• _Passage for review_
In Brooklyn, New York, Hasidic Jews defied isolation orders and held weddings; others continued gathering for prayer. In Fort Lauderdale, Florida, a wedding planned for late March was expedited and shrunk. Charlotte Jay and Blake Parker, both 29, called their rabbi, invited a dozen close relatives to Parker’s parents’ condo, and rushed to get ready.
Clorox wipes and hand sanitizer greeted guests on an outdoor terrace. Parker’s mother played the Beatles’ “All You Need Is Love” on her cellphone. The wedding planner livestreamed the ceremony for the original 225 guests.
“My dad and I sanitized our hands, linked arms and walked down the aisle,” Jay said. “We didn’t even hug or kiss. My dad elbow bumps Blake. Then he elbow bumps me.”
Others tried to treat these as normal times, though contrasts were easy to spot. California’s Santa Monica Pier was closed, its amusement park quiet and still, but surfers continued riding waves below it.

• _Data extract_

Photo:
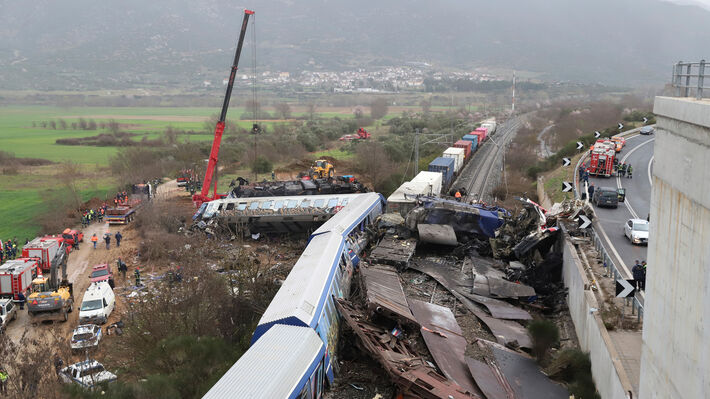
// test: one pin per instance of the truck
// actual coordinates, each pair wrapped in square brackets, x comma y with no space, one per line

• _Activity_
Reproduce the passage above about weddings held under isolation orders, starting with "Clorox wipes and" and going on through "original 225 guests.".

• _Response for this exercise_
Clorox wipes and hand sanitizer greeted guests on an outdoor terrace. Parker’s mother played the Beatles’ “All You Need Is Love” on her cellphone. The wedding planner livestreamed the ceremony for the original 225 guests.